In the end, the market will decide the future. If Canon's sales will fall to Nikon, then in 3-4 years we will see the same situation in reverse. Not that I mind. I love my 5D3 and it offers me all that I need and more in a camera body but who am I to complain if Canon will have to do even better?


----------



## jrista (Apr 22, 2012)

DavidRiesenberg said:


> JR said:
> 
> 
> > Not at all. If you read the original post price is not the issue here. The issue is Canon is doing thing in vacuum and are more concerned about their product proliferation and different ion rather then competition or coming with a killer package. Their pursuit for maximizing profit through marginal upgrades is getting obvious. Ok, maybe marginal is not the right word here but you get the idea...not saying the mkiii is bad here guys,it just seem Nikon tried harder to come out with a WOW product.
> ...



I'm not sure that will happen, even if it "should". I've read a few things on other forums about Nikon having supply problems. That seems to have been one of Nikon's historical failings, and may be even more exacerbated these days with all the natural disasters they faced last year. I've heard numbers thrown around a few times about sales numbers from "the big stores" like B&H indicating Canon's 5D III is selling 25 times more than the D800...but not necessarily because people don't want the D800. They just aren't available for all the people who want them, where as the 5D III is. Canon has historically been able to produce greater supply and keep supply moving, where as Nikon has regularly had supply problems (which is a small part of the reason I'm a Canon photographer today.)

If the trend continues, and Canon meets demand where as Nikon doesn't, sales numbers won't affect Canon's opinions much.


----------



## V8Beast (Apr 23, 2012)

jrista said:


> Canon has historically been able to produce greater supply and keep supply moving, where as Nikon has regularly had supply problems (which is a small part of the reason I'm a Canon photographer today.)



With that kind of manufacturing advantage, you'd think that Canon could fill the back orders for the damn 70-300L tripod collar  It's no biggie, as I've got a knockoff collar on the way. Philosophically speaking, can you really call the Hong Kong collars a knockoff when the real deal Canon stuff is nowhere to be found ;D? Understandably, I'm sure Canon has much bigger priorities right now.


----------



## Tcapp (Apr 23, 2012)

V8Beast said:


> jrista said:
> 
> 
> > Canon has historically been able to produce greater supply and keep supply moving, where as Nikon has regularly had supply problems (which is a small part of the reason I'm a Canon photographer today.)
> ...



That is why I'm a canon photographer right now. I used to shoot with a D90 when I first got started. I was going to upgrade to a D3s when it came out, but there was so little supply that I couldn't get my hands on it so i went with the 5d2. Now I'm so invested in lenses that I'm probably going to be using canon for life. I MAY eventually use both at some point if Nikon continues to increase DR and MP, just so I can have that functionality when needed, but for events and weddings, my Canon 5d3 is just great, as I'm sure any future canon camera will be as well. 

For personal, non paid photos, I dont see myself ever needing or even wanting a monster megapixle camera.


----------



## jrista (Apr 23, 2012)

V8Beast said:


> jrista said:
> 
> 
> > Canon has historically been able to produce greater supply and keep supply moving, where as Nikon has regularly had supply problems (which is a small part of the reason I'm a Canon photographer today.)

__Stored data__.
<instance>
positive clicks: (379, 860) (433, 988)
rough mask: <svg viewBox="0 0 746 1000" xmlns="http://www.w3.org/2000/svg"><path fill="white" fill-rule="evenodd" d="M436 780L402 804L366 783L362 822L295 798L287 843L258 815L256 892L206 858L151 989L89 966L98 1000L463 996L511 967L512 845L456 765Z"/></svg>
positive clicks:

__Task__. Write out the part of the camera forum thread starting with "That is why" and going on through "be as well.", word for word.

__The completed task__.
That is why I'm a canon photographer right now. I used to shoot with a D90 when I first got started. I was going to upgrade to a D3s when it came out, but there was so little supply that I couldn't get my hands on it so i went with the 5d2. Now I'm so invested in lenses that I'm probably going to be using canon for life. I MAY eventually use both at some point if Nikon continues to increase DR and MP, just so I can have that functionality when needed, but for events and weddings, my Canon 5d3 is just great, as I'm sure any future canon camera will be as well.